[Stored items]

╔══

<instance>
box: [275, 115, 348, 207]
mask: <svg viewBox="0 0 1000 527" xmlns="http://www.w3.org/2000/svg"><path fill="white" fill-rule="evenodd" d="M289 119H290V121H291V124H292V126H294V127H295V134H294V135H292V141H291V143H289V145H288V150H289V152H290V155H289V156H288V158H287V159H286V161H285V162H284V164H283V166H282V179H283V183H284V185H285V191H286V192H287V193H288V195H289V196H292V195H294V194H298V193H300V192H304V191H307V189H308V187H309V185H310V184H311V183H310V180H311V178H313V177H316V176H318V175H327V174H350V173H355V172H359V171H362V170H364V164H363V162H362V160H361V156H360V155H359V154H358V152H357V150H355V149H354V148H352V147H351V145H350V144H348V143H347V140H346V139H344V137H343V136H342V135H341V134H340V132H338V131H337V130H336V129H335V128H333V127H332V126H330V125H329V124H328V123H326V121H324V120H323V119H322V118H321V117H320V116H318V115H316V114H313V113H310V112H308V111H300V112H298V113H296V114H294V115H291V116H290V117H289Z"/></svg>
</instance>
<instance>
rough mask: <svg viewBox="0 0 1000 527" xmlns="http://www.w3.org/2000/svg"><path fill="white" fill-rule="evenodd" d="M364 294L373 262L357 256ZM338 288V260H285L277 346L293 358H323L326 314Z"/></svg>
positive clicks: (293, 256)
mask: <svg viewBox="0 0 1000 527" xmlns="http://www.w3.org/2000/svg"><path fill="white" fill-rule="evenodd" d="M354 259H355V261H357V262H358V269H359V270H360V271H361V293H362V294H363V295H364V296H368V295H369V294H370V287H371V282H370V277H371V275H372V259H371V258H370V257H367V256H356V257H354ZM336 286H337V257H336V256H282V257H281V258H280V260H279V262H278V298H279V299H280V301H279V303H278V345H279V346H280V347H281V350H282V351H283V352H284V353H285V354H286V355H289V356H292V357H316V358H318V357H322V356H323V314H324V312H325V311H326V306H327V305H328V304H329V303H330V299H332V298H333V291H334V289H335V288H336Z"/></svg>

╚══

EXERCISE REQUIREMENTS:
Your answer should contain every entry, transcribed exactly.

RESPONSE BOX:
<instance>
box: [275, 115, 348, 207]
mask: <svg viewBox="0 0 1000 527" xmlns="http://www.w3.org/2000/svg"><path fill="white" fill-rule="evenodd" d="M289 119H290V121H291V124H292V126H294V127H295V134H294V135H292V141H291V143H289V145H288V150H289V152H290V155H289V156H288V158H287V159H286V161H285V162H284V164H283V166H282V179H283V183H284V185H285V191H286V192H287V193H288V195H289V196H292V195H294V194H298V193H300V192H304V191H307V189H308V187H309V185H310V184H311V183H310V180H311V178H313V177H316V176H318V175H327V174H350V173H355V172H359V171H362V170H364V164H363V162H362V160H361V156H360V155H359V154H358V152H357V150H355V149H354V148H352V147H351V145H350V144H348V143H347V140H346V139H344V137H343V136H342V135H341V134H340V132H338V131H337V130H336V129H335V128H333V127H332V126H330V125H329V124H328V123H326V121H324V120H323V119H322V118H321V117H320V116H318V115H316V114H313V113H310V112H308V111H300V112H298V113H296V114H294V115H291V116H290V117H289Z"/></svg>
</instance>
<instance>
rough mask: <svg viewBox="0 0 1000 527" xmlns="http://www.w3.org/2000/svg"><path fill="white" fill-rule="evenodd" d="M364 294L373 262L357 256ZM338 288V260H285L277 346L293 358H323L326 314Z"/></svg>
positive clicks: (293, 256)
mask: <svg viewBox="0 0 1000 527" xmlns="http://www.w3.org/2000/svg"><path fill="white" fill-rule="evenodd" d="M354 259H355V261H357V262H358V269H359V270H360V271H361V293H362V294H363V295H364V296H368V295H369V294H370V287H371V282H370V277H371V275H372V259H371V258H370V257H367V256H356V257H354ZM336 286H337V257H336V256H282V257H281V258H280V260H279V262H278V298H279V299H280V301H279V303H278V345H279V346H280V347H281V350H282V351H283V352H284V353H285V354H286V355H289V356H292V357H316V358H318V357H322V356H323V314H324V312H325V311H326V306H327V305H328V304H329V303H330V299H332V298H333V291H334V289H335V288H336Z"/></svg>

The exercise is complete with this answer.